Abb. 1: a–b) Allergische Kontaktdermatitis durch Methylisothiazolinon-Exposition aufgrund der Verdunstung aus frisch gestrichenen Wänden, c–d) Überblick über den Epikutantest: STD = Europäische Standardreihe, Kühl + Schm = Kühlschmierstoffe, Bio = Biozide. Die einzig positive Reaktion auf Position 13 in der STD-Reihe entspricht Methylchlorisothiazolinon 0,05%, während beide positiven Reaktionen auf Position 9 in der Kühlschmierstoff- und der Biozidreihe jeweils Octylisothiazolinon 0,025% entsprechen
Epikutantestungen mit der europäischen Standardreihe, Kunststoff- (Lack, Plastik, Klebstoffen) und Friseurreihe wurden durchgeführt. Aufgrund der positiven Reaktion auf MI wurde er mit Kühlschmierstoffen und industriellen Bioziden nachgetestet. Der Patient zeigte weiterhin eine positive Reaktion nur auf MI 0,05% und auf Octylisothiazolinon 0,025% in den beiden anderen Reihen (Abb. 1c–d). Wir gehen in seinem Fall davon aus, dass die Reaktion auf OIT eine Kreuzreaktionen zwischen OIT und MI darstellt, obgleich eine Minderheit der Patienten mit MI und BIT kosensibilisiert sein können.

(Gespeicherte Daten):
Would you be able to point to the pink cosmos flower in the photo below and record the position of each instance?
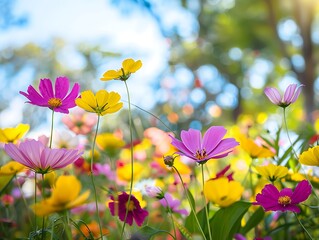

(Arbeitsauftrag): Zähle alle Testreihen auf, die der Text zur Kontaktdermatitis für die Epikutantestung nennt. Die Daten braucht man hier nicht.

(Gelöste Aufgabe):
- Europäische Standardreihe
- Kunststoffreihe (Lack, Plastik, Klebstoffe)
- Friseurreihe
- Kühlschmierstoffreihe
- Biozidreihe (industrielle Biozide)